__Task instructions__: Copy the following lines from the listing below word for word: begin at the line that contains "Target | bokeh background" and stop after the line that contains "x=793 y=530".

__Provided records__:
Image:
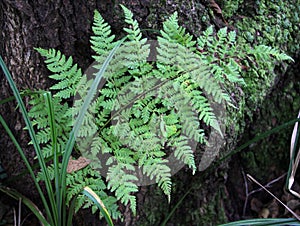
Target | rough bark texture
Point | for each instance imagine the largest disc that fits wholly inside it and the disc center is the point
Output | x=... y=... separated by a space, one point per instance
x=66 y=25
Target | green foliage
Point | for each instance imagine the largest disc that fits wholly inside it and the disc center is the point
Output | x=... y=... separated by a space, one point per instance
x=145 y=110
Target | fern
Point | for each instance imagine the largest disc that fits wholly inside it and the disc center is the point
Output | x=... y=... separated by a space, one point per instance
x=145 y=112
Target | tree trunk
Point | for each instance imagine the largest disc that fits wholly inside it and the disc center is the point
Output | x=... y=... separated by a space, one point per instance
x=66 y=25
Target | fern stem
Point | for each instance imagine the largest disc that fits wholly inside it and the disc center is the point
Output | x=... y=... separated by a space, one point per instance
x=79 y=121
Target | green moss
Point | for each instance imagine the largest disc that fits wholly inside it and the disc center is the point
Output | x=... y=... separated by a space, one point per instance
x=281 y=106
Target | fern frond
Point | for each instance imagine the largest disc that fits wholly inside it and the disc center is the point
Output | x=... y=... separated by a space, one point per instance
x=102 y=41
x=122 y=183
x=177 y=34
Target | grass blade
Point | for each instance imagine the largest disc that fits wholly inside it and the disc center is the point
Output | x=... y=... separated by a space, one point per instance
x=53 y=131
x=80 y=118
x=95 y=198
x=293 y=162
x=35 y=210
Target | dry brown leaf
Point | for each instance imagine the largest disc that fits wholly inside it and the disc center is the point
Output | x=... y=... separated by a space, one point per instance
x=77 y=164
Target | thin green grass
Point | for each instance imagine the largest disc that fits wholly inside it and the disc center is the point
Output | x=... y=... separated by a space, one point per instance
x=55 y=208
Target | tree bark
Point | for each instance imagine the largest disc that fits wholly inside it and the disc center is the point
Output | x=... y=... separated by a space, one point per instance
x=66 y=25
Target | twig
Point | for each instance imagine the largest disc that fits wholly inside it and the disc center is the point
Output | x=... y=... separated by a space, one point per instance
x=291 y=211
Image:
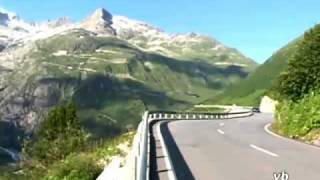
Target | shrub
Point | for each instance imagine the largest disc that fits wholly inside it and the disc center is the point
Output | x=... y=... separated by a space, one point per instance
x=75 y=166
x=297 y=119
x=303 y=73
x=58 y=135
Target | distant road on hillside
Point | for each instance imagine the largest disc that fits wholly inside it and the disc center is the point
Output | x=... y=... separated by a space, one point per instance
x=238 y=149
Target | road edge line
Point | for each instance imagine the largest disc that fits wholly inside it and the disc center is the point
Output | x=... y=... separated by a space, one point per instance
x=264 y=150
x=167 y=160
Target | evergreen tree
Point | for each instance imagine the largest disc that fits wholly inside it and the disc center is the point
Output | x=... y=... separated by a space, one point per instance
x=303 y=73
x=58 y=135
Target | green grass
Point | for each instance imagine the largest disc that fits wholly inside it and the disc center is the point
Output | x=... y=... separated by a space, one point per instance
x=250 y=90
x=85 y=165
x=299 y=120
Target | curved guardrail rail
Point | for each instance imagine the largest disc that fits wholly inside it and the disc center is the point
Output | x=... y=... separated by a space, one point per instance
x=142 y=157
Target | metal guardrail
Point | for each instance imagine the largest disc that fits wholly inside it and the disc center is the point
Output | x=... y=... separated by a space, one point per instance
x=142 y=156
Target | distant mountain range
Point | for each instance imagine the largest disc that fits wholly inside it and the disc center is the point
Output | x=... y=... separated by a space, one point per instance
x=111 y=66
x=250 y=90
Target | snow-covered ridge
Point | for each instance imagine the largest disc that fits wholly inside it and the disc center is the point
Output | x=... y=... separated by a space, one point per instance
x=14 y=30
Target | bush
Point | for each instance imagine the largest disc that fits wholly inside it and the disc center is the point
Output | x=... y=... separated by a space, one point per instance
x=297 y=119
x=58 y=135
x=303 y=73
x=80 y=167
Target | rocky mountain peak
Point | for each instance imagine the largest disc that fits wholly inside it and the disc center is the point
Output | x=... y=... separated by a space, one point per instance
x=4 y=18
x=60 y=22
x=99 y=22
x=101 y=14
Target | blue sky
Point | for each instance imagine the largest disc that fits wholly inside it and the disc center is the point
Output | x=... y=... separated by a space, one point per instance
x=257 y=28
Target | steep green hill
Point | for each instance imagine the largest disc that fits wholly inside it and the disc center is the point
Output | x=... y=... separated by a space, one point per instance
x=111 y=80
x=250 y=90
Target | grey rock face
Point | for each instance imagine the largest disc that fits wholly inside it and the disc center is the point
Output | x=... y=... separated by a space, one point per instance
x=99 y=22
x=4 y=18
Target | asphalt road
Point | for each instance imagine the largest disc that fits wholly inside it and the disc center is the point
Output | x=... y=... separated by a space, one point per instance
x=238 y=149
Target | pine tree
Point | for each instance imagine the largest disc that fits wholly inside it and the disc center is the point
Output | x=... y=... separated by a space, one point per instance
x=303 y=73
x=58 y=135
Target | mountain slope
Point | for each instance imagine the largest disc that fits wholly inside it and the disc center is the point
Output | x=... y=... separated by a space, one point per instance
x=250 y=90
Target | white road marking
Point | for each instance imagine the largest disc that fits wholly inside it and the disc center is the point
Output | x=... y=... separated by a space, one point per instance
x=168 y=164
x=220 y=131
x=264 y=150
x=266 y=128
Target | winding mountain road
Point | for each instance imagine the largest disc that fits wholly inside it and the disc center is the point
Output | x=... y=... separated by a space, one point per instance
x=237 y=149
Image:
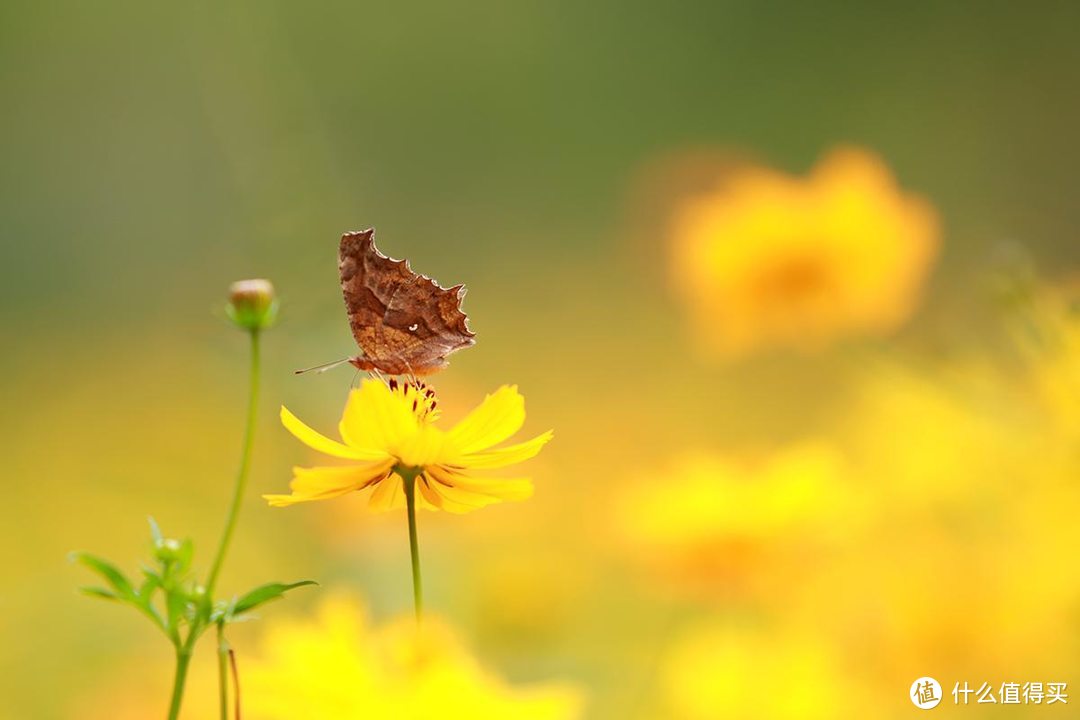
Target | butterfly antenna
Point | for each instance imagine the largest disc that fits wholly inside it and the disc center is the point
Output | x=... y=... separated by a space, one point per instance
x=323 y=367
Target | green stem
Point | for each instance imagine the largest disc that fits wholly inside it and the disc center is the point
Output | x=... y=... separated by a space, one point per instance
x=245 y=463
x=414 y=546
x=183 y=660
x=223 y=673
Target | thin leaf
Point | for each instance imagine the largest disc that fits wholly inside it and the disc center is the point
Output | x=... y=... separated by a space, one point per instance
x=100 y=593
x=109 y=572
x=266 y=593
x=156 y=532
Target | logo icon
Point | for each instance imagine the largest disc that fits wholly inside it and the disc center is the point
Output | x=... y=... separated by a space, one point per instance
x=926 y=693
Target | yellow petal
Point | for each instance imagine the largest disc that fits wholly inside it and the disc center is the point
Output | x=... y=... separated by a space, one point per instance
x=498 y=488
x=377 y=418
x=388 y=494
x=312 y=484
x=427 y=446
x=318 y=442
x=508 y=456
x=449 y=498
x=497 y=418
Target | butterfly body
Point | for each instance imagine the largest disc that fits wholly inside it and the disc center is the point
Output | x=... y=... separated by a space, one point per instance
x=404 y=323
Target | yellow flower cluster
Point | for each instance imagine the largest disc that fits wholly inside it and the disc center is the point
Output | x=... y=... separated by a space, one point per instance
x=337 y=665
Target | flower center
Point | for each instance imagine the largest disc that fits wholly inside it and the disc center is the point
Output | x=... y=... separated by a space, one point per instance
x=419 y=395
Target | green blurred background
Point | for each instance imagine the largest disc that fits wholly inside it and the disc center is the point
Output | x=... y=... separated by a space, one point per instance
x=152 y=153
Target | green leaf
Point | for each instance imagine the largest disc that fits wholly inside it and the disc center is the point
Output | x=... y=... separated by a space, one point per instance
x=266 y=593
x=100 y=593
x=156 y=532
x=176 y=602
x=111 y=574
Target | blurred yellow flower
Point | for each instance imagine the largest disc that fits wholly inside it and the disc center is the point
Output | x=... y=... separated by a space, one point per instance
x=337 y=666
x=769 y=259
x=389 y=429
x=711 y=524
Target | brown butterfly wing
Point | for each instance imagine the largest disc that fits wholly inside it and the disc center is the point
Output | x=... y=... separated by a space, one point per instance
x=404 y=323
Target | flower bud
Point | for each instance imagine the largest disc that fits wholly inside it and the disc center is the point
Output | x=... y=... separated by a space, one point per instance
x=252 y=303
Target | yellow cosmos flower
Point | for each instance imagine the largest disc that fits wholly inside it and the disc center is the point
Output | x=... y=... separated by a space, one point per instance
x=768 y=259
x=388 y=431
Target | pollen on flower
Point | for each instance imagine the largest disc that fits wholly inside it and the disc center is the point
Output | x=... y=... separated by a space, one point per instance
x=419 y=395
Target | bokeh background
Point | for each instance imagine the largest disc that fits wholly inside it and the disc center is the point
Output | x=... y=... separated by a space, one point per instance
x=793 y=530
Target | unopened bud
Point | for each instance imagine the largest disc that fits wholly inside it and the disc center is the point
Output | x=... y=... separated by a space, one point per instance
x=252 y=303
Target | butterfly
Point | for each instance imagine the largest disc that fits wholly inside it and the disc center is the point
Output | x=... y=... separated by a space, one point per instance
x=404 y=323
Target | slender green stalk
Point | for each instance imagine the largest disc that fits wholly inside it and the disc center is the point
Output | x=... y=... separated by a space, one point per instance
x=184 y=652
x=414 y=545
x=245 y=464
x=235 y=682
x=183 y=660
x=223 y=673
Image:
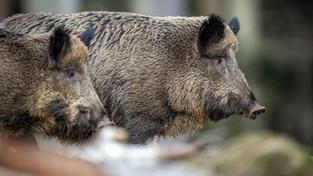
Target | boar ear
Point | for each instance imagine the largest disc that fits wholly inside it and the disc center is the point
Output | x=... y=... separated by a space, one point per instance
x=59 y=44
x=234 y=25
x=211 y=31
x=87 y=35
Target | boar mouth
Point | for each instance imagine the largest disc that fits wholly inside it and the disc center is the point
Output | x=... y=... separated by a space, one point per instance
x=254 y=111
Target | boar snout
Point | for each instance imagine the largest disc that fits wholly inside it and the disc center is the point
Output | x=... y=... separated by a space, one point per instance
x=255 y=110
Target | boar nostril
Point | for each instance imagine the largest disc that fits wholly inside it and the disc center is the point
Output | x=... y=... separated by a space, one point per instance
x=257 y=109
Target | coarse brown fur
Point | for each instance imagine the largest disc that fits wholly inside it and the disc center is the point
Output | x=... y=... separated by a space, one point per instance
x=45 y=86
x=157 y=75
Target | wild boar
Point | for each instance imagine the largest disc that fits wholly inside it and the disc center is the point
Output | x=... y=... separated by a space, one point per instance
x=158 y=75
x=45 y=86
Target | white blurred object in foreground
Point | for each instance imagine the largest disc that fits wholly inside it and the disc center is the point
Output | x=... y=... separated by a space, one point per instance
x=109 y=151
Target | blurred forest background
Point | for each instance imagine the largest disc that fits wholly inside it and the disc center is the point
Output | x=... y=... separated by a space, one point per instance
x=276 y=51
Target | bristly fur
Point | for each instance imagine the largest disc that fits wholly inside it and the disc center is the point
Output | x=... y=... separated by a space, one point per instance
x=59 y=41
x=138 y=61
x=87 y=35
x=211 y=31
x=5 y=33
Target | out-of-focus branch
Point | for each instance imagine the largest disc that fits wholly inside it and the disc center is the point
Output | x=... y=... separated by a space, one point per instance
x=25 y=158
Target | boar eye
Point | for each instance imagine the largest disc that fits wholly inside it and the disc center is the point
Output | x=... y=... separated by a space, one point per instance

__The answer__:
Target | bokeh background
Point | for each instance imagine the largest disc that fits wholly inside it and the disc center is the point
Output | x=... y=... separated by a space, one point per instance
x=793 y=530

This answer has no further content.